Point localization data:
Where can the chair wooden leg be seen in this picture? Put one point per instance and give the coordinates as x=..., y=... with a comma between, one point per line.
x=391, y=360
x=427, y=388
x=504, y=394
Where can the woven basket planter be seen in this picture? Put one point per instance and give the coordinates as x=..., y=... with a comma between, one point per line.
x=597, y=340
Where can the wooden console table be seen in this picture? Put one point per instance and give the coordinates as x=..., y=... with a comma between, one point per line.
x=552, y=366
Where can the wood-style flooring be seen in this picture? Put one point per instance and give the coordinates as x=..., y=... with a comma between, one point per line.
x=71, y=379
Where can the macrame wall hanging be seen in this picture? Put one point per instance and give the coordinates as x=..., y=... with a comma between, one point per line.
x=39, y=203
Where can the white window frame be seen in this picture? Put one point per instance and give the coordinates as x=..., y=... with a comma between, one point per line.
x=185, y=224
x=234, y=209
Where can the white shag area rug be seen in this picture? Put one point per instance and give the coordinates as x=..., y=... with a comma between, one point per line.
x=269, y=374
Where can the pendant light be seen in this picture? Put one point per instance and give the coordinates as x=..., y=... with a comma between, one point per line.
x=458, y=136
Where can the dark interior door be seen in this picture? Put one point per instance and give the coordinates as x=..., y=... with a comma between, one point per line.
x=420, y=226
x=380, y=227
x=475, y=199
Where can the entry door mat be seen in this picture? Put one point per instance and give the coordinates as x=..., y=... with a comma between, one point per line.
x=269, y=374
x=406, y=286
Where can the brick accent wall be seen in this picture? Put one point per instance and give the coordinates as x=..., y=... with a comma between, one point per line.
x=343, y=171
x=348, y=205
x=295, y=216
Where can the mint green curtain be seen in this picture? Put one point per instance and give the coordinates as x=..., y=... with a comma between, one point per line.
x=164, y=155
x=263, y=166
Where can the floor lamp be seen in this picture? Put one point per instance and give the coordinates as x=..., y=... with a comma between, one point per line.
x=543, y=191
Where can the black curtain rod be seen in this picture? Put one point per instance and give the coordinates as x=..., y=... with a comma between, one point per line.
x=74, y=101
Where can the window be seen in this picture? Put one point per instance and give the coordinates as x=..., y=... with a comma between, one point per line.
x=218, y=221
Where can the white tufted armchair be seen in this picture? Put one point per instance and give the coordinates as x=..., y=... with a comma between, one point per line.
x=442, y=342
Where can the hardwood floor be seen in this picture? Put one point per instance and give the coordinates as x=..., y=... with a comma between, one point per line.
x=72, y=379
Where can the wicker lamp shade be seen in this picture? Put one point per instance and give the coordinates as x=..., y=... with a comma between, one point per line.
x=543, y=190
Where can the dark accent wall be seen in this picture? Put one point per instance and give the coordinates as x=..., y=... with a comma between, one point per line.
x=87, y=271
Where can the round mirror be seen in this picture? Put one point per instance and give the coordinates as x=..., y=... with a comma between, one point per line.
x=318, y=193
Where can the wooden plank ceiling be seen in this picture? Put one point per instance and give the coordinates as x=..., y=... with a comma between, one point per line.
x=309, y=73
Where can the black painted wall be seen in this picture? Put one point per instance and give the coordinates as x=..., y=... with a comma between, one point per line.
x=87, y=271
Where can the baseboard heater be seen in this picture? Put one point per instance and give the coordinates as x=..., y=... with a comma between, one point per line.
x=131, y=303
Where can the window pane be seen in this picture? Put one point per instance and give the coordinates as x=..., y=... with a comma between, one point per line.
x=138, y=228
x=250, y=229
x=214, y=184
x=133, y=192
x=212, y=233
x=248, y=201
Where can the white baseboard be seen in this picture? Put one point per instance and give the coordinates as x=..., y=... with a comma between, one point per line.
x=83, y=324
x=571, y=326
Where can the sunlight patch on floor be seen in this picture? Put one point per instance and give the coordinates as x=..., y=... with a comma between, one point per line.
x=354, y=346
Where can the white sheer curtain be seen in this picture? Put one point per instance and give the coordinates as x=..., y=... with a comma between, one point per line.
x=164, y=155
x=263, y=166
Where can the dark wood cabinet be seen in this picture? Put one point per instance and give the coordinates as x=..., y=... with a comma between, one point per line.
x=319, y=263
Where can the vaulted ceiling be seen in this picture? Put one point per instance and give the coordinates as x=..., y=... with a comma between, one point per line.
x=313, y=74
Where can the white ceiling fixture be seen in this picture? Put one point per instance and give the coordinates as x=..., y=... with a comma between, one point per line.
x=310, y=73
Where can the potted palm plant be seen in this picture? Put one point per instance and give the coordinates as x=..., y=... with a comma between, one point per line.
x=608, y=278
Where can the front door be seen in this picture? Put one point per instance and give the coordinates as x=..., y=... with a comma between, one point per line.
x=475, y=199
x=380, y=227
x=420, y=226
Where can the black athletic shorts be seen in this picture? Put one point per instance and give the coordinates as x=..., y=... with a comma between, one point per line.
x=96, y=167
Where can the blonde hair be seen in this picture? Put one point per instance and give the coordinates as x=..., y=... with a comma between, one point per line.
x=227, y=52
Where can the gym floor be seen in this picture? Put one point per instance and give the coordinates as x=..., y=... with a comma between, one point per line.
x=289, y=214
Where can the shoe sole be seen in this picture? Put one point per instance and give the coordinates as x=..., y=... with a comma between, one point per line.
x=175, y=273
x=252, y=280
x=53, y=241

YOUR GOAL:
Line by line, output the records exactly as given.

SOLUTION FOR THIS TASK:
Where can the chair wooden leg be seen in this picture? Put one point per instance and give the coordinates as x=..., y=... with a comma between, one point per line.
x=391, y=360
x=427, y=388
x=504, y=394
Where can the woven basket planter be seen in this picture? Put one point per instance and give the coordinates as x=..., y=... with a comma between, one point per line.
x=597, y=340
Where can the wooden console table be seen in this picture? Put one point per instance and give the coordinates as x=..., y=... with a comma between, one point per line.
x=552, y=366
Where can the wood-style flooring be seen in this picture? Put one point per instance and give the coordinates as x=..., y=... with a comma between, one point per line.
x=71, y=379
Where can the macrame wall hanging be seen in this picture? Put one point per instance and give the coordinates as x=..., y=... with a comma between, one point per line.
x=39, y=203
Where can the white window frame be seen in this picture? Put one point per instance and give the coordinates as x=..., y=... with a comma between, one point per line.
x=185, y=224
x=234, y=209
Where can the white shag area rug be seen in this picture? Put one point per instance and give the coordinates as x=..., y=... with a comma between, one point per line.
x=269, y=374
Where can the pendant light be seen in this picture? Put one point per instance and give the coordinates as x=..., y=... with a comma between, one point per line.
x=458, y=136
Where can the dark interior door be seen in this picture? Put one point per instance and give the coordinates as x=..., y=... with a comma between, one point per line.
x=420, y=226
x=380, y=227
x=475, y=199
Where can the entry door mat be seen in this picture? Put one point per instance and give the coordinates as x=..., y=... with a comma between, one point per line.
x=269, y=374
x=406, y=286
Where can the brick accent wall be seen in this picture? Put one point per instance and give the coordinates as x=..., y=... with a comma between, one point per line.
x=343, y=171
x=348, y=205
x=295, y=216
Where can the mint green curtain be seen in this picture? Put one point per instance and give the coordinates as x=..., y=... with a comma between, one point per line.
x=164, y=155
x=263, y=166
Where can the floor lamp be seen in this picture? Put one point per instance and give the coordinates as x=..., y=... with a comma between, one point per line.
x=543, y=191
Where can the black curtain rod be seen in this picture? Put one point per instance and give the coordinates as x=..., y=... with a comma between, one point per line.
x=74, y=101
Where can the window be seen in this picture? Put one point per instance and give the coordinates as x=..., y=... with a comma between, one point per line.
x=218, y=221
Where can the white tufted armchair be seen in this picture? Put one point per instance and give the coordinates as x=..., y=... with a comma between, one point per line.
x=442, y=342
Where can the hardwood floor be seen in this picture? Put one point per instance and give the coordinates as x=..., y=... with a comma between, one point per line.
x=72, y=379
Where can the wicker lamp shade be seen in this picture? Put one point per instance and give the coordinates as x=..., y=... with a comma between, one point per line.
x=543, y=190
Where can the dark accent wall be seen in this picture? Put one point per instance and give the coordinates as x=..., y=... with a comma between, one point per line.
x=87, y=271
Where can the round mirror be seen in this picture? Put one point per instance and give the coordinates as x=..., y=... with a comma between, one point per line.
x=318, y=193
Where can the wooden plank ceiling be seen in this picture? Put one point per instance and give the coordinates as x=..., y=... with a comma between, one point per line.
x=309, y=73
Where can the black painted wall be seen in this picture? Put one point per instance and give the coordinates as x=..., y=... with a comma between, one point per line.
x=87, y=271
Where can the baseboard heater be seen in this picture? Put one point per instance and give the coordinates as x=..., y=... with a comma between, one point per line.
x=131, y=303
Where can the window pane be seen in this picture? Put one point per instance and give the coordinates as x=..., y=... with a comma between, one point per line.
x=138, y=228
x=250, y=229
x=214, y=184
x=133, y=192
x=212, y=233
x=248, y=201
Where can the white baseboard be seen in this picture? Put one point per instance and give the coordinates as x=..., y=... with a comma between, one point per line.
x=83, y=324
x=571, y=326
Where can the sunlight patch on floor be seen in this picture? Put one point per instance and give the coordinates as x=..., y=... with a comma between, one point per line.
x=354, y=346
Where can the white sheer curtain be seen in this picture? Put one point per instance and give the coordinates as x=..., y=... with a comma between, one point per line.
x=164, y=155
x=263, y=166
Where can the dark wood cabinet be seen in this picture? Put one point per instance and give the coordinates as x=..., y=... with a comma between, one point per line.
x=319, y=263
Where can the vaulted ceiling be seen in this picture? Put one point per instance and give the coordinates as x=..., y=... with a comma between, one point per line.
x=313, y=74
Where can the white ceiling fixture be seen in this picture? Put one point per instance and give the coordinates as x=..., y=... with a comma between, one point per line.
x=310, y=73
Where can the potted palm plant be seen in this picture? Put one point per instance and give the coordinates as x=..., y=... with a comma between, one point per line.
x=608, y=278
Where can the front door be seen in this picture? Put one point per instance and give the coordinates as x=..., y=... with a comma between, one point per line.
x=475, y=199
x=380, y=227
x=420, y=226
Where can the black athletic shorts be seen in this picture? Put one point per instance and give the coordinates as x=..., y=... with a comma between, one point per line.
x=96, y=167
Where can the blonde hair be seen in this picture? Put one point per instance and give the coordinates as x=..., y=... with a comma between, one point per line.
x=227, y=52
Where can the gym floor be seen in this picture? Put one point per instance and give the coordinates as x=..., y=... with a comma between, one point per line.
x=289, y=214
Where can the shoe sole be seen in this picture? Put one point per instance and give the coordinates as x=..., y=... with a comma between, one point per line.
x=175, y=273
x=252, y=280
x=53, y=241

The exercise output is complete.